>> START Data to use
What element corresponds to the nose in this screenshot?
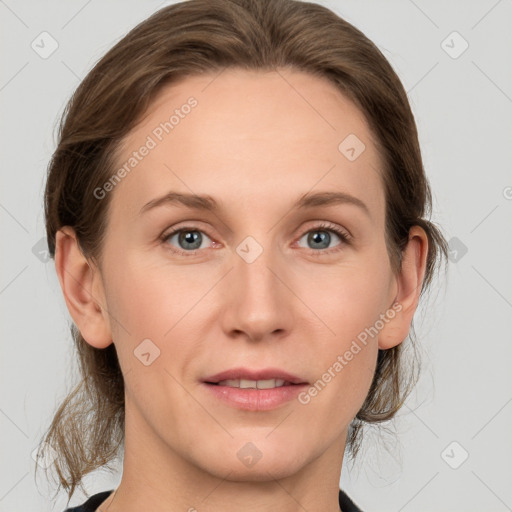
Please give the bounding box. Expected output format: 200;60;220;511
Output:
221;242;298;341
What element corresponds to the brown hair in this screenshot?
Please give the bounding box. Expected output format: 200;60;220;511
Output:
36;0;447;504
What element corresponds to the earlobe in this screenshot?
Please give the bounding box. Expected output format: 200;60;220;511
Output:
379;226;428;350
55;226;112;348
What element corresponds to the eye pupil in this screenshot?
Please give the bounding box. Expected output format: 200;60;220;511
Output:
178;231;201;249
309;231;331;248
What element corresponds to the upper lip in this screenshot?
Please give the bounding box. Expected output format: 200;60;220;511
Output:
204;367;307;384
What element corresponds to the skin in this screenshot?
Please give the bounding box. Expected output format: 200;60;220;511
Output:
55;69;428;512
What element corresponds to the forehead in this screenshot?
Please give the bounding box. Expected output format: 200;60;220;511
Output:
113;69;384;222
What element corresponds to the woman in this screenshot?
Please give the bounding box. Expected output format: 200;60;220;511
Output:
36;0;446;512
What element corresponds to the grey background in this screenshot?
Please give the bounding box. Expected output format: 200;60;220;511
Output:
0;0;512;512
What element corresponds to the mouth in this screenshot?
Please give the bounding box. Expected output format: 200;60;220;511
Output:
205;379;300;389
202;368;309;411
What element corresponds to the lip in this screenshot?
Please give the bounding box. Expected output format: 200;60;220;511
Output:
202;368;309;411
203;367;308;387
202;382;308;411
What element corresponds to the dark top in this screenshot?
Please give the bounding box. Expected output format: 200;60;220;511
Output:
64;489;362;512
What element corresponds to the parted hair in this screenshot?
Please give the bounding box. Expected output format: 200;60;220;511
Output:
38;0;447;498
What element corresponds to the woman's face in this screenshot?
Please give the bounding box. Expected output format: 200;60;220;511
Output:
88;70;401;480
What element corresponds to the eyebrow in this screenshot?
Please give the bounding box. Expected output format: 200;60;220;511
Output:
139;192;370;216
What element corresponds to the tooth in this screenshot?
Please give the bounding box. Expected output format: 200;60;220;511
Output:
219;379;240;388
240;379;256;389
257;379;276;389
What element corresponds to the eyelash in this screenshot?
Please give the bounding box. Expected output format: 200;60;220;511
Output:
160;222;352;256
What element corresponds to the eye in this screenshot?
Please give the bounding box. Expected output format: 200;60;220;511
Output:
162;227;214;253
299;224;350;255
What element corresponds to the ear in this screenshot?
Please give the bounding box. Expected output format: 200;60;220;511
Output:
379;226;428;350
55;226;112;349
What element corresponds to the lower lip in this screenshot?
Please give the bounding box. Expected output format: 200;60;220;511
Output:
203;382;308;411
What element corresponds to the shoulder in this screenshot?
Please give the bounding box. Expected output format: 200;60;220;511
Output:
64;489;114;512
339;489;363;512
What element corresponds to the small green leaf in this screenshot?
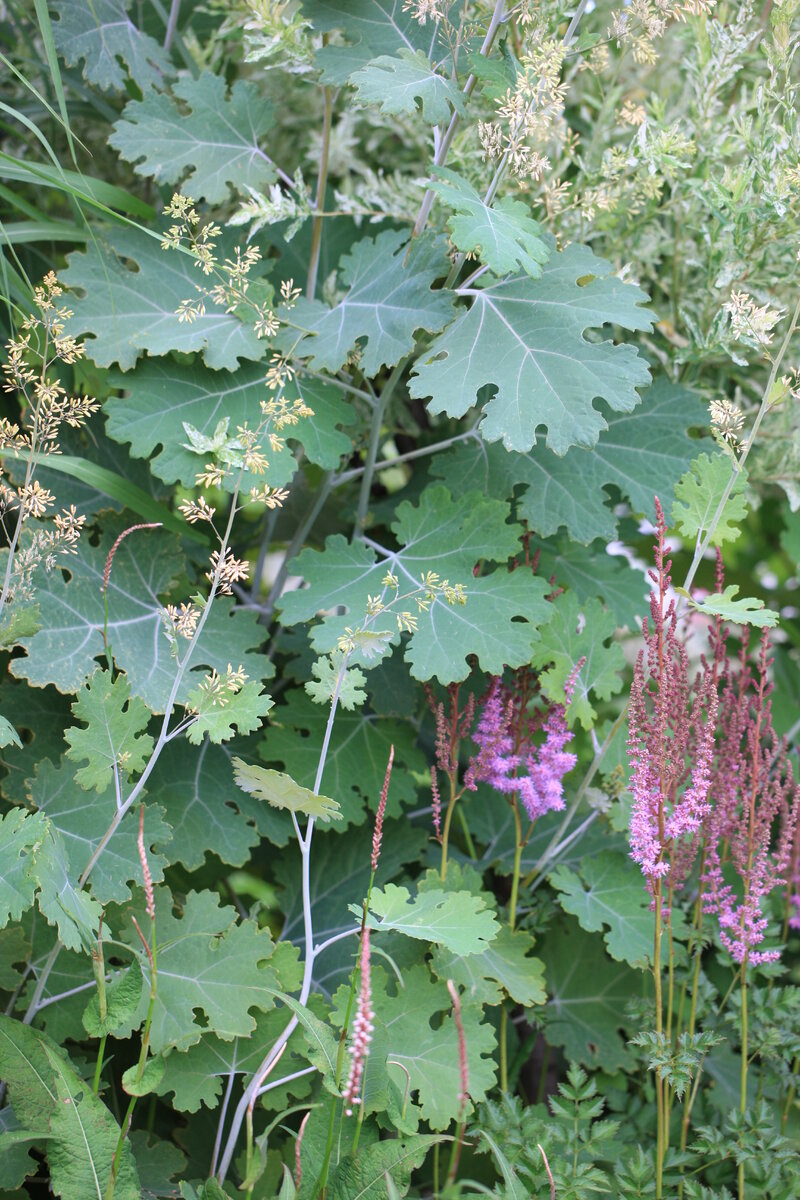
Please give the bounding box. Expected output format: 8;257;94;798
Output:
676;583;780;629
122;1055;166;1096
350;883;499;954
233;758;342;821
64;671;154;792
672;454;747;546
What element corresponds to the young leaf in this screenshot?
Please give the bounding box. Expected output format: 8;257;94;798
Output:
233;758;342;821
281;230;453;376
0;1015;142;1200
678;583;781;629
64;671;154;792
672;454;747;546
53;0;175;94
350;48;464;125
531;592;625;730
108;71;276;204
431;167;552;280
350;883;499;954
409;242;652;455
28;760;173;904
0;809;47;929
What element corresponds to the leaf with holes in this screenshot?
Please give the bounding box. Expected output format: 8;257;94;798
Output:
433;378;708;544
59;228;266;371
531;592;625;730
108;71;276;204
350;49;464;125
53;0;175;92
277;230;453;376
64;671;154;792
431;167;552;280
409;242;652;455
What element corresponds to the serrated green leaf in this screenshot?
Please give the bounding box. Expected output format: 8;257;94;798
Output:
549;851;680;968
108;71;276;204
0;1015;142;1200
350;48;464;125
28;760;172;904
53;0;175;92
59;228;266;371
373;966;497;1129
672;454;747;546
679;583;781;629
536;920;642;1072
433;377;708;544
277;230;453;376
233;758;342;821
64;671;154;792
121;1055;164;1096
83;959;144;1038
104;359;355;491
359;883;499;954
409;244;652;455
431;925;547;1008
122;888;287;1054
306;650;367;712
0;809;47;929
431;167;552;280
330;1135;440;1200
186;679;272;746
531;592;625;730
11;515;273;713
281;486;549;684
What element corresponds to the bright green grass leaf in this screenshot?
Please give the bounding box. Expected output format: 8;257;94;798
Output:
330;1134;439;1200
53;0;175;92
373;966;497;1129
122;888;278;1054
281;486;551;684
277;230;453;376
431;921;547;1008
103;359;355;491
259;689;427;833
531;592;625;730
64;671;154;792
11;514;273;713
186;680;272;746
536;920;642;1072
28;760;172;904
362;883;499;954
83;959;144;1038
306;650;367;712
233;758;342;821
108;71;276;204
431;167;552;280
433;378;708;544
59;229;266;371
0;1015;142;1200
409;242;652;455
672;454;747;546
0;809;47;929
549;851;678;968
350;49;464;125
679;583;780;629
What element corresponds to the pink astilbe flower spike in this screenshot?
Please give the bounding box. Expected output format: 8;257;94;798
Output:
342;926;375;1117
371;745;395;871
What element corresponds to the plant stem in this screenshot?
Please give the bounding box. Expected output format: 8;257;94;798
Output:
306;88;333;300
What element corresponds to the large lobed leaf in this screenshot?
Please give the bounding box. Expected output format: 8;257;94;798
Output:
281;486;551;684
410;244;654;455
108;71;276;204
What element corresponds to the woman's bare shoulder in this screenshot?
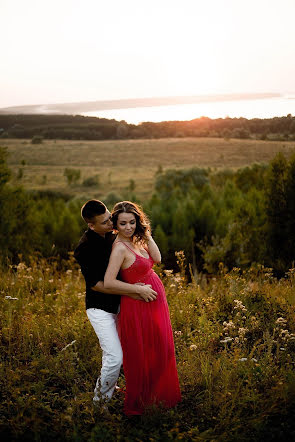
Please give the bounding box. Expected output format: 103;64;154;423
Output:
112;241;126;255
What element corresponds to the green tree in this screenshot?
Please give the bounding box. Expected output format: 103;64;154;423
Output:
266;153;288;272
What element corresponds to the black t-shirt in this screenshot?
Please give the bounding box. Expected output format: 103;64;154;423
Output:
74;229;120;313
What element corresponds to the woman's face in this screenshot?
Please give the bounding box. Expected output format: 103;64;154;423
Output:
117;212;136;239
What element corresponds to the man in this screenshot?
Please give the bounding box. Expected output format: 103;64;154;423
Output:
74;200;157;404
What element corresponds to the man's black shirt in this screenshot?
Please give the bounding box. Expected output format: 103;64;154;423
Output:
74;229;120;313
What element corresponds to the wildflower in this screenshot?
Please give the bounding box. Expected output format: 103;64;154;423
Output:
276;317;287;326
220;336;233;344
61;340;76;351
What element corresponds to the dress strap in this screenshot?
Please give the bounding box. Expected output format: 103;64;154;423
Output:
113;241;137;256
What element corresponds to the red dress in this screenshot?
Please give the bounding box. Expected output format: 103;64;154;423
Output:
119;243;181;415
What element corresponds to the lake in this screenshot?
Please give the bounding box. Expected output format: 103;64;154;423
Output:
82;93;295;124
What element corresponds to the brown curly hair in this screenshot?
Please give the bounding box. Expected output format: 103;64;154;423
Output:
112;201;151;243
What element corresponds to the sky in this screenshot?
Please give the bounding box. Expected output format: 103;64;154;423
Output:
0;0;295;107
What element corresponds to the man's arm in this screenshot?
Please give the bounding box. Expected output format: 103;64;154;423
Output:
91;281;146;301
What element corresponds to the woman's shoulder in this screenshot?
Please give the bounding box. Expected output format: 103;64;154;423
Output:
112;240;126;254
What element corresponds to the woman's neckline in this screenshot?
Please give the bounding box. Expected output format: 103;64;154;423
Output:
114;239;150;259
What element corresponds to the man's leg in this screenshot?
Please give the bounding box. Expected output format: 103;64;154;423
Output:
86;308;123;402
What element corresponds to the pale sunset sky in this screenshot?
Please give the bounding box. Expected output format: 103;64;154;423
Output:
0;0;295;107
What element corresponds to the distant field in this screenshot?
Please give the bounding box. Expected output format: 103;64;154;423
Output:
0;138;295;198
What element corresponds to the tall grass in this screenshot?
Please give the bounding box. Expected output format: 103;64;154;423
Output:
0;253;295;441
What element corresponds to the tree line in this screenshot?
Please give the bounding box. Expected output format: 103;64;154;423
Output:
0;114;295;140
0;148;295;275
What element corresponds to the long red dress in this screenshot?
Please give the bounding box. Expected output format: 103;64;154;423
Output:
119;243;181;415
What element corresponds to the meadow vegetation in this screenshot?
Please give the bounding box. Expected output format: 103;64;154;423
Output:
0;139;295;442
0;253;295;441
1;138;295;201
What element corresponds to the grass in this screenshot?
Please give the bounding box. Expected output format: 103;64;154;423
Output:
0;253;295;441
1;138;295;199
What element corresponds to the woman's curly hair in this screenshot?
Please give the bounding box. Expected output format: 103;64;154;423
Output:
112;201;151;243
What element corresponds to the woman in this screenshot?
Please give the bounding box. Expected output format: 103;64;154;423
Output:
104;201;181;415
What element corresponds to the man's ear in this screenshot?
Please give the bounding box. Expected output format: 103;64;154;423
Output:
87;223;94;230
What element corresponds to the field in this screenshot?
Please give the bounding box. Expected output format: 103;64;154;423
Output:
0;253;295;442
1;138;295;199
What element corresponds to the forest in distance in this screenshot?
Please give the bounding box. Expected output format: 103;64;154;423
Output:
0;138;295;275
0;114;295;141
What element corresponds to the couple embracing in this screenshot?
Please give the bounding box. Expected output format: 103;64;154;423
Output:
74;200;181;416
>> END Data to use
--- The request ---
Locate and copy every line above that contains the string "dress".

--- Response ---
What element corresponds to the dress strap in this screenshot?
What element corresponds to the red dress in this screenshot?
What element corresponds to the long red dress in this screenshot?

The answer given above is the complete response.